* Aim of the exercise
Copy every line of the records below that contains the string "bridge". Treat uppercase and lowercase letters as different.

* Information given

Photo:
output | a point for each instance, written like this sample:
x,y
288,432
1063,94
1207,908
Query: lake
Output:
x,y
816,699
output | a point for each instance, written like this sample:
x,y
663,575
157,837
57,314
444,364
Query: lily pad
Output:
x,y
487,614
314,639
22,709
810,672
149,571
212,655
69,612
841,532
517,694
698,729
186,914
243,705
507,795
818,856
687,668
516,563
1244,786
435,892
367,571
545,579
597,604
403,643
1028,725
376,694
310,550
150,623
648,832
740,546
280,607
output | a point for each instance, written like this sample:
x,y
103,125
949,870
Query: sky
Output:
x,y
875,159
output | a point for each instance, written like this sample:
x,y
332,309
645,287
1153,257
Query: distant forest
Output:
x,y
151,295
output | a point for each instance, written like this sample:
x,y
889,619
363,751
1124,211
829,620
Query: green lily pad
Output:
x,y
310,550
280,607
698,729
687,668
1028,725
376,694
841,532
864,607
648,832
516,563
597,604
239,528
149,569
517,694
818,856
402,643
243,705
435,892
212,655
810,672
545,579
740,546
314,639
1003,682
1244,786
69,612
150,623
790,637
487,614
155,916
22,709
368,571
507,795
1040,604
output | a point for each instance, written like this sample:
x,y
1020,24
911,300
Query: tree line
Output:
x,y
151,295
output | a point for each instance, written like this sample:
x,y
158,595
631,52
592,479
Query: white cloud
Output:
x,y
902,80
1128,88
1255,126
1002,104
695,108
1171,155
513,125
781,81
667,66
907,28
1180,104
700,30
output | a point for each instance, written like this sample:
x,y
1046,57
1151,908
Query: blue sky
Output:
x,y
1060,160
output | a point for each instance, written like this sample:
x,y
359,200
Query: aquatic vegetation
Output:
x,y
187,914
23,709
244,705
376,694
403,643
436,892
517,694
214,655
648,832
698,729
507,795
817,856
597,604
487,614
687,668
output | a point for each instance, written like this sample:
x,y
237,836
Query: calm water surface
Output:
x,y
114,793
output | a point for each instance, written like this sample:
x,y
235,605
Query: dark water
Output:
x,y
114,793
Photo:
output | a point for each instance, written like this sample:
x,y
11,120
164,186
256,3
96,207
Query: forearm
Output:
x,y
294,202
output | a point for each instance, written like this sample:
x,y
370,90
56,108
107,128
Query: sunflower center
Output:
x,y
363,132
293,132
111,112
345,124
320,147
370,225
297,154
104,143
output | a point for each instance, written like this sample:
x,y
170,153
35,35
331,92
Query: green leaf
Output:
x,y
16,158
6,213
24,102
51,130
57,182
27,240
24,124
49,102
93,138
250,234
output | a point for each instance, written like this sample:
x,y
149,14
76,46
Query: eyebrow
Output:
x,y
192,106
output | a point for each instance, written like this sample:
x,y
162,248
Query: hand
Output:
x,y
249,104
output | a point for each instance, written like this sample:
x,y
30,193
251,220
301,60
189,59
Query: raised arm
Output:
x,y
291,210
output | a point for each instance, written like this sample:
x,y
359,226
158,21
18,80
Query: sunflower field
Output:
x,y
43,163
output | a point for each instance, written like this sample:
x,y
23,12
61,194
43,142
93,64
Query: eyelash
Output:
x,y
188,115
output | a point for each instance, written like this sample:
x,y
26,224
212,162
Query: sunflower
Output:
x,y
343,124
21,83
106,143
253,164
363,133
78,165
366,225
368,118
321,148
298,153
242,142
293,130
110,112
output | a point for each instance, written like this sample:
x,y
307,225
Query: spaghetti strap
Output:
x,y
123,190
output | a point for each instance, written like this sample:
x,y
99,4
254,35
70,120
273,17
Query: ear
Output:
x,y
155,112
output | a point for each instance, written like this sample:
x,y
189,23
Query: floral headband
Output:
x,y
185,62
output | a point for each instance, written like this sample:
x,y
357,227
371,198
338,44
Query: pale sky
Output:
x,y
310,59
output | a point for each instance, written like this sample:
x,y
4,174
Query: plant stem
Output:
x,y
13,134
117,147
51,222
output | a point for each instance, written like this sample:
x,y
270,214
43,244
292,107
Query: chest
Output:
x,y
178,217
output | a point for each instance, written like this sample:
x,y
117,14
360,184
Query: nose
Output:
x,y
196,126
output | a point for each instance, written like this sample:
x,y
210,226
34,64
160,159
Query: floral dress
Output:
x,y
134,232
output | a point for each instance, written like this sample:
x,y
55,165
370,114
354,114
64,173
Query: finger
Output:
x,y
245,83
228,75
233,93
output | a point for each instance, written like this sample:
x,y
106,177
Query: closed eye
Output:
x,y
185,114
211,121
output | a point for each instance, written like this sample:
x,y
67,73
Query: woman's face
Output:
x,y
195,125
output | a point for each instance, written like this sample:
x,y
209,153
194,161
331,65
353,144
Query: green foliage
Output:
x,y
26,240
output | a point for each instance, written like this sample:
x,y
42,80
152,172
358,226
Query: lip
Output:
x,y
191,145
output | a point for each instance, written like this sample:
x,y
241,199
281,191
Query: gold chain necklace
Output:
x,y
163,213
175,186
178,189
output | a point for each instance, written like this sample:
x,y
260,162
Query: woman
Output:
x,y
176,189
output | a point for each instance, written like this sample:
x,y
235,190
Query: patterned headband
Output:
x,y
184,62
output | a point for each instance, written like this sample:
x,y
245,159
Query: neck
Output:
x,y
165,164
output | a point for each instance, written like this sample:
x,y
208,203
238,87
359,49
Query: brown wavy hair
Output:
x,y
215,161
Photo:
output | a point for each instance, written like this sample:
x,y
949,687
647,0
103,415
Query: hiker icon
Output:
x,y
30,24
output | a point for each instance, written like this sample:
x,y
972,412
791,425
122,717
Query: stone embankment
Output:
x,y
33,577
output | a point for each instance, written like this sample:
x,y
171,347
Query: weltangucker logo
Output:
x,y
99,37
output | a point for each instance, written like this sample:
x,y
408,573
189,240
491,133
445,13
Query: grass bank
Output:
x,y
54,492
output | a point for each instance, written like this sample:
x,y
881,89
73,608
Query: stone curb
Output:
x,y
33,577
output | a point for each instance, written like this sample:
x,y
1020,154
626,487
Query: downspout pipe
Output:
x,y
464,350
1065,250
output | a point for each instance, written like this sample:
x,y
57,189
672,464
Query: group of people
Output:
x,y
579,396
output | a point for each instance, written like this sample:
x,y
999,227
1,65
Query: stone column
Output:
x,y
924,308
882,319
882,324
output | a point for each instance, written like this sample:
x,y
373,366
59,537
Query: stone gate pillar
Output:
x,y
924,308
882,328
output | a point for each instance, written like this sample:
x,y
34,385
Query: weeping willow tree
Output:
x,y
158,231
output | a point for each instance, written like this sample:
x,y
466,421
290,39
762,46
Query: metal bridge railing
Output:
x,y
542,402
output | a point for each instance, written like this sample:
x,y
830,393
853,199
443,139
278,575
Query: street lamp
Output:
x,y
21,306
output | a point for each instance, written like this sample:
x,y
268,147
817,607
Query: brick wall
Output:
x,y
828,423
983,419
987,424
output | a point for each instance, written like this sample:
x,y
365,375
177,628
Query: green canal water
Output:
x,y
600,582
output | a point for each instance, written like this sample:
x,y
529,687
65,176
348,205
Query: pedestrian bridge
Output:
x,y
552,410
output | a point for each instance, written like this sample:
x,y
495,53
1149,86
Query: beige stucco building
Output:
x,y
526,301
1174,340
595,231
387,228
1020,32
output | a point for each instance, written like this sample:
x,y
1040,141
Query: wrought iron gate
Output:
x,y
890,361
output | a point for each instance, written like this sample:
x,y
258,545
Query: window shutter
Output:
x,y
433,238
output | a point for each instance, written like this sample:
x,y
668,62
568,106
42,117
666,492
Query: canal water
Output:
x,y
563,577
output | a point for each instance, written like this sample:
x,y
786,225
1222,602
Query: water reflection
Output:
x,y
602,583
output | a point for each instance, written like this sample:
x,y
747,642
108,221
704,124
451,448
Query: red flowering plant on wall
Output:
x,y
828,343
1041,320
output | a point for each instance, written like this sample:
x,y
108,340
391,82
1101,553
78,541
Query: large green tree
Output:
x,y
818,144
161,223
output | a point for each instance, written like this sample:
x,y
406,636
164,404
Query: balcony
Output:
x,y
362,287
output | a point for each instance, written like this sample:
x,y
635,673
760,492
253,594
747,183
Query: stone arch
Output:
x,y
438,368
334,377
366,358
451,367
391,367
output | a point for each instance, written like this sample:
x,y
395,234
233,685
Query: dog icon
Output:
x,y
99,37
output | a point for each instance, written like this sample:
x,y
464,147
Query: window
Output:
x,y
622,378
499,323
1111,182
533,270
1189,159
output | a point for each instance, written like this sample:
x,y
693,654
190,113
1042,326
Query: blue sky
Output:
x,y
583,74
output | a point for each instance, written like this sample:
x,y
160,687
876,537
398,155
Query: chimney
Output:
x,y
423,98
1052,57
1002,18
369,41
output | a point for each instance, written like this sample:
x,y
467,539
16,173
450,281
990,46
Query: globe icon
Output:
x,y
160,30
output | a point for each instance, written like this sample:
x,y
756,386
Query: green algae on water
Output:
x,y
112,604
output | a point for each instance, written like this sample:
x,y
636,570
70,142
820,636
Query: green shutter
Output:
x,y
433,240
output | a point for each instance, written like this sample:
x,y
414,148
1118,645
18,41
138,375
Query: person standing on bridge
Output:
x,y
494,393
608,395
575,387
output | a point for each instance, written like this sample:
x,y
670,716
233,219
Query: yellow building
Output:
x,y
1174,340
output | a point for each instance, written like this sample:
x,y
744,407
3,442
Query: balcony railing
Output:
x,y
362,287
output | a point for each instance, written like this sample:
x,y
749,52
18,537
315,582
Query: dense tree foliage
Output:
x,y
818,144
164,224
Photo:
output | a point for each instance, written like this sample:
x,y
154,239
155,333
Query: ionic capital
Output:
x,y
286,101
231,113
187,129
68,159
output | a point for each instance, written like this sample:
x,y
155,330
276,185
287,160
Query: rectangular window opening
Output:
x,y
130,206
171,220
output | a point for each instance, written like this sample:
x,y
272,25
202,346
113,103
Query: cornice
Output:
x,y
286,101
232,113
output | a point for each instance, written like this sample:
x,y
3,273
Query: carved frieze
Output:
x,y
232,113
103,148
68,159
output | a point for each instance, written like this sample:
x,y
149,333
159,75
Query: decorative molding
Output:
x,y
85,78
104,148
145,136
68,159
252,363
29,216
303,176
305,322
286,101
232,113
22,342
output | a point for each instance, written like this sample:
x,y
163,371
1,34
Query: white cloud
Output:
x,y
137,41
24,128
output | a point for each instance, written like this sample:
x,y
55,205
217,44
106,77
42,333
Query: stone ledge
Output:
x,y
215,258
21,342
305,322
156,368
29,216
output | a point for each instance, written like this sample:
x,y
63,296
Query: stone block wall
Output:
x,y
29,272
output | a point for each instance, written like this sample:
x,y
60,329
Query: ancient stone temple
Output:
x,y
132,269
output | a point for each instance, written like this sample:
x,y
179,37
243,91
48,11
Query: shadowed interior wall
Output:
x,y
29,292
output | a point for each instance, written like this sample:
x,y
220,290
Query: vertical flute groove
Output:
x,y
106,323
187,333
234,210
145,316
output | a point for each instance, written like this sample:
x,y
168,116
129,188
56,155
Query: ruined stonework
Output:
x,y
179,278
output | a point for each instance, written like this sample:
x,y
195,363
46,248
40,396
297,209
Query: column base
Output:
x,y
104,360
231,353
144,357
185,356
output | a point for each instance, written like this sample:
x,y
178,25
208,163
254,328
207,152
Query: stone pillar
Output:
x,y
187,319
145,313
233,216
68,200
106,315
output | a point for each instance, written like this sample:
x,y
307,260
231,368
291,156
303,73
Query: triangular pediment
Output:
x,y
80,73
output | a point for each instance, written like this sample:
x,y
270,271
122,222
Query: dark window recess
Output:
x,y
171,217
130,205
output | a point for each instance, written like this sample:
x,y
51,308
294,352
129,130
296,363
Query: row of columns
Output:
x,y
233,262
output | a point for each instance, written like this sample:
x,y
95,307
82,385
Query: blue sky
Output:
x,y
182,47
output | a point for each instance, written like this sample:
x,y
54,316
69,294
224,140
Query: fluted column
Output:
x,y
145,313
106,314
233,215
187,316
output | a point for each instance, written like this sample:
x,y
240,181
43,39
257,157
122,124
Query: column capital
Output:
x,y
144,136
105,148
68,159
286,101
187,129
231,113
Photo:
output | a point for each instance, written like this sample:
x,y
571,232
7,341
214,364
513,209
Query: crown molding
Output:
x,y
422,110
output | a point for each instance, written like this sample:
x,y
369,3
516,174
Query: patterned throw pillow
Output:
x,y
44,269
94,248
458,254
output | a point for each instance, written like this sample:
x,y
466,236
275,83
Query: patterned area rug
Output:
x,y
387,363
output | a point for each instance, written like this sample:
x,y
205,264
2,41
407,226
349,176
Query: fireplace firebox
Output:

* Solution
Query: metal bridge railing
Query: pedestrian bridge
Query: person standing on bridge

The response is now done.